Select each line of the listing below that contains the word "tree" and copy those lines out.

* SUPPLIED RECORDS:
· · · · ·

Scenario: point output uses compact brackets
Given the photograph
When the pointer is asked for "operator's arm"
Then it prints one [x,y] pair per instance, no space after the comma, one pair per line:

· · · · ·

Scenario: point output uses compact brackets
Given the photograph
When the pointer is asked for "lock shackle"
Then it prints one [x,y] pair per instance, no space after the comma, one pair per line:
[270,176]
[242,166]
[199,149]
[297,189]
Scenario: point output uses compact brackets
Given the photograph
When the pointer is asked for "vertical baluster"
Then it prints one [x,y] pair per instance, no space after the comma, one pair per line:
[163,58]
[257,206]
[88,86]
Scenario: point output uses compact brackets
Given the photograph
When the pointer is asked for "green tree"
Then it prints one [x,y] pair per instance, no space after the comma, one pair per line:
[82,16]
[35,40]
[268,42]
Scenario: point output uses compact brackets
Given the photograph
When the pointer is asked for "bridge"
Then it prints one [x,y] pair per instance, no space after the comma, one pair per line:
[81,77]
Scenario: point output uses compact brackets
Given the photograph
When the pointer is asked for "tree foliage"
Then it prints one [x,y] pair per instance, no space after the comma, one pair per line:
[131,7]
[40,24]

· · · · ·

* RESULT OF THE EXERCISE:
When the pointer is asked for "green tree"
When the pointer is asked for "tree foliage"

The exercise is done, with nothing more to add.